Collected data
━━━━━━━━━━

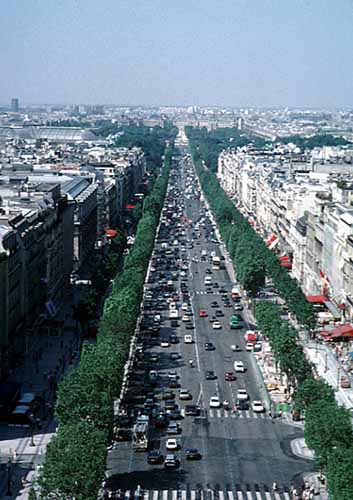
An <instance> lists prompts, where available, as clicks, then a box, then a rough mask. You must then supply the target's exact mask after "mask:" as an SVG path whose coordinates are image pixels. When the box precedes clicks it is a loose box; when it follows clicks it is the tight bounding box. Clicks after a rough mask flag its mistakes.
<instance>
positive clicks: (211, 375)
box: [206, 370, 217, 380]
mask: <svg viewBox="0 0 353 500" xmlns="http://www.w3.org/2000/svg"><path fill="white" fill-rule="evenodd" d="M216 378H217V375H216V374H215V372H214V371H213V370H207V371H206V380H215V379H216Z"/></svg>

━━━━━━━━━━

• [WHAT IS EXPECTED]:
Copy the items above line for line without any changes, but leave out the pictures.

• [SOLVED PROBLEM]:
An <instance> lists prompts, where available, as clicks, then a box, then a rough mask. You must then supply the target's exact mask after "mask:" as an SVG path whose coordinates are image pixels. When the box precedes clicks it is a loose box; when it follows clicks it is the tight bounding box. Clicks after a rough mask flag its mistakes.
<instance>
positive clicks: (211, 375)
box: [206, 370, 217, 380]
mask: <svg viewBox="0 0 353 500" xmlns="http://www.w3.org/2000/svg"><path fill="white" fill-rule="evenodd" d="M216 378H217V375H216V374H215V372H214V371H213V370H207V371H206V380H215V379H216Z"/></svg>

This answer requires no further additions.